[Records from a data source]
● ● ● ● ● ● ●

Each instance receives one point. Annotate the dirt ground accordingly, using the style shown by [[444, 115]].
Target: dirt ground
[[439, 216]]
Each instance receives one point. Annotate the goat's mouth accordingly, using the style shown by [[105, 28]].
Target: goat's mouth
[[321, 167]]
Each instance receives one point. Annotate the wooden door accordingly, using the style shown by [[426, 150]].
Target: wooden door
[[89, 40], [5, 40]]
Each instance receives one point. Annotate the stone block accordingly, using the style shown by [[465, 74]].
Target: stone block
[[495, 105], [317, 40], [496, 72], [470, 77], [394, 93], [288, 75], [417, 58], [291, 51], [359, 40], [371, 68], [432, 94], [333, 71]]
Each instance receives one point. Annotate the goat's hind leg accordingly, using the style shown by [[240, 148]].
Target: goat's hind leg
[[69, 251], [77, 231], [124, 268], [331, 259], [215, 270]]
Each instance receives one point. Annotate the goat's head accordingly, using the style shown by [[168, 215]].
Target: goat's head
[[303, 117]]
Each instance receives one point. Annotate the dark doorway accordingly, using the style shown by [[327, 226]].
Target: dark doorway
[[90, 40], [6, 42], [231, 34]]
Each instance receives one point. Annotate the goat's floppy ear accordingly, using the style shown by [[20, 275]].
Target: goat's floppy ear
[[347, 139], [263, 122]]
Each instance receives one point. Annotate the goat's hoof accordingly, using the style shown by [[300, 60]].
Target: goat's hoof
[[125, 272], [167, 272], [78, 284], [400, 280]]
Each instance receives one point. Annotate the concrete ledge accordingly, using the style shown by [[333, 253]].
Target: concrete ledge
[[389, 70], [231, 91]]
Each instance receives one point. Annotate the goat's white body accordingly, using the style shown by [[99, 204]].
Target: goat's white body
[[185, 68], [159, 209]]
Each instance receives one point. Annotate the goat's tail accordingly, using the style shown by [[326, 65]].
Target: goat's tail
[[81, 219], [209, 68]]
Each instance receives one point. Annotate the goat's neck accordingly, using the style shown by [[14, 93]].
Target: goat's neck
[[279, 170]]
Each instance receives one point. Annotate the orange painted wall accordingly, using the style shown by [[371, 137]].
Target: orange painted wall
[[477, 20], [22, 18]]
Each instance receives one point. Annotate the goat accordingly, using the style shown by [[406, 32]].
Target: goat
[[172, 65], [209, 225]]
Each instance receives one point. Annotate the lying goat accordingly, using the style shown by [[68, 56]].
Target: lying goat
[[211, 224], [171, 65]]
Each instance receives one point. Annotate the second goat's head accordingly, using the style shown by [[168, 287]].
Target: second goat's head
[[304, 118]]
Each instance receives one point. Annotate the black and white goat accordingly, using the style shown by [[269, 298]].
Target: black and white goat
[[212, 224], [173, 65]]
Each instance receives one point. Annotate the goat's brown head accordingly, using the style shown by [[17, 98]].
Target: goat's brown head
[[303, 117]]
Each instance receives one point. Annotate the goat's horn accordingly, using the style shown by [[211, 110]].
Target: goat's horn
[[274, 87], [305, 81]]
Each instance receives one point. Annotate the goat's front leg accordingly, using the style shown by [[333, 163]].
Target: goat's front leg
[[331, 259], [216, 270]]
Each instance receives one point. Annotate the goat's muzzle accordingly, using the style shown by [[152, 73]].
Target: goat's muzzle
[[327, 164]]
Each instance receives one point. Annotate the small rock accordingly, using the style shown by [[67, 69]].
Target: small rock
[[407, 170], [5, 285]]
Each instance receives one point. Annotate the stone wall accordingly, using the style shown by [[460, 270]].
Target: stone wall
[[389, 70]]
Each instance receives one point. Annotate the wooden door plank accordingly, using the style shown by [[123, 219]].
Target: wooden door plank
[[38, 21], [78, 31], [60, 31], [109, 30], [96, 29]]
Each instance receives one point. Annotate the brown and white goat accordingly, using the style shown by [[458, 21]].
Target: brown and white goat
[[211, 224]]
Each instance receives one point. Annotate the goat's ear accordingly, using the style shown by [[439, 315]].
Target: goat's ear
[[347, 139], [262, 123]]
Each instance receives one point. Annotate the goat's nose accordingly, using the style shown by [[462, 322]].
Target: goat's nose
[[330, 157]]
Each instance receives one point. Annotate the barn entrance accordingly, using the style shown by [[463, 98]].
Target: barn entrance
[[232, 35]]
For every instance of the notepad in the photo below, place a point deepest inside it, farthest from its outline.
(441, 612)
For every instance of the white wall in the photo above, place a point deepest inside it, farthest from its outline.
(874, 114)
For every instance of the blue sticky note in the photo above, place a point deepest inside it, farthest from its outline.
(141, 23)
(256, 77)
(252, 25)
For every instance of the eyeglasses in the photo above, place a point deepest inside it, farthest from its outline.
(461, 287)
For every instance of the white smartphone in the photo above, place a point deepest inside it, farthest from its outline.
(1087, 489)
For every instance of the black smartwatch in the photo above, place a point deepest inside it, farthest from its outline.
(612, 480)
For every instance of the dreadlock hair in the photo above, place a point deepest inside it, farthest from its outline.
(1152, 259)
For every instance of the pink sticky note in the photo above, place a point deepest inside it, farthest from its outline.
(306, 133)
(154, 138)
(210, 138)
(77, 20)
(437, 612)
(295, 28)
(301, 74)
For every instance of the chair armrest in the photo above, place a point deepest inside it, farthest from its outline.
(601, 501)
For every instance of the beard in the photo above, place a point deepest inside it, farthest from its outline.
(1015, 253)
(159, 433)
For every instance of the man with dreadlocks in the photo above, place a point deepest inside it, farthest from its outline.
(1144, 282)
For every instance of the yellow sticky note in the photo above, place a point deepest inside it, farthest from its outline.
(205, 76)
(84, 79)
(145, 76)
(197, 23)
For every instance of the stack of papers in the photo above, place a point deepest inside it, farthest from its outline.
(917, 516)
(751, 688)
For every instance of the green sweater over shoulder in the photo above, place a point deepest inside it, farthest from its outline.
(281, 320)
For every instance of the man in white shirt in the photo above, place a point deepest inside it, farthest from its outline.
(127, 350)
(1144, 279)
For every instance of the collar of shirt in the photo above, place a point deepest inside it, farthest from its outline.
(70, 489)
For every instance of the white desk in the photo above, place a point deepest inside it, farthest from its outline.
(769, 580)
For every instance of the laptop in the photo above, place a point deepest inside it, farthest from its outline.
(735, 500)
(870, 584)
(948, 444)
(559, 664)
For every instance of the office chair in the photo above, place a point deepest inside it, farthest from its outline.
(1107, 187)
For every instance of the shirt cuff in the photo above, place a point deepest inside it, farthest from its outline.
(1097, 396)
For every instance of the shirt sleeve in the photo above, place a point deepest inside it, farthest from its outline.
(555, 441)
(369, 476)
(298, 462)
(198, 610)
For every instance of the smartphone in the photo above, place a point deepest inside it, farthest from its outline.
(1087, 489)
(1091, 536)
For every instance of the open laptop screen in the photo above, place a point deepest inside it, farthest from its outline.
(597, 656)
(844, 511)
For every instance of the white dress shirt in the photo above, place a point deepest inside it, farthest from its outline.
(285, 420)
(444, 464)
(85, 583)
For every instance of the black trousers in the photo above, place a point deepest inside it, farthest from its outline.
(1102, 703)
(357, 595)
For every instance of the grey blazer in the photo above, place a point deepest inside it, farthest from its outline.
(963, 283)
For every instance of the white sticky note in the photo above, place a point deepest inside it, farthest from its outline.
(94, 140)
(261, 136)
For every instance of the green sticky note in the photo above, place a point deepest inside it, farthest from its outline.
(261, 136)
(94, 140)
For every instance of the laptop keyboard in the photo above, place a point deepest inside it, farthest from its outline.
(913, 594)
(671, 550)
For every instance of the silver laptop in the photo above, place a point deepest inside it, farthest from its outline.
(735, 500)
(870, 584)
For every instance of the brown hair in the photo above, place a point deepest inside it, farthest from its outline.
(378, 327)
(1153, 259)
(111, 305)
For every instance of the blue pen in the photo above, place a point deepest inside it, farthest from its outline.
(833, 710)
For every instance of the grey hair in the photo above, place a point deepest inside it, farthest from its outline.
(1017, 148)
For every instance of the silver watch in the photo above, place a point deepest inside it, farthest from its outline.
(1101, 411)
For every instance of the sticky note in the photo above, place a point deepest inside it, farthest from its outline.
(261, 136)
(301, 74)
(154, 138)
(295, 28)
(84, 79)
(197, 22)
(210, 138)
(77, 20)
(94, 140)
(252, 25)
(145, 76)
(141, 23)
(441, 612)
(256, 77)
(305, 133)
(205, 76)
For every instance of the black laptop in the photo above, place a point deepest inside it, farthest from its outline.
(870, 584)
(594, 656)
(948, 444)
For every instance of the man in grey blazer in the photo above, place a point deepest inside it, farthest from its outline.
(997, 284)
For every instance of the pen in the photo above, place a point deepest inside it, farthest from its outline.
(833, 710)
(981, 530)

● ● ● ● ● ● ●

### WHAT THE TASK ASKS
Give again only the lines starting at the one that contains "For every instance of the sticky" and running to the end of the data.

### RESULT OF THE EXERCISE
For every instance of the sticky note in the photo above, place a point deepest inside it, farthest from its outline.
(261, 136)
(301, 74)
(154, 138)
(295, 28)
(84, 79)
(197, 22)
(210, 138)
(77, 20)
(94, 140)
(252, 25)
(145, 76)
(141, 23)
(441, 612)
(256, 77)
(305, 133)
(205, 76)
For every instance of the black laptop in the photo above, place a point deepest inside it, farthest from its outline.
(870, 584)
(594, 656)
(948, 444)
For every instance of the man in grey blazer in the photo above, place a point deepest inside it, farthest from its outline.
(997, 284)
For every instance of the pen in the photo above, place a point deepest inside it, farthest from its outline.
(833, 710)
(981, 530)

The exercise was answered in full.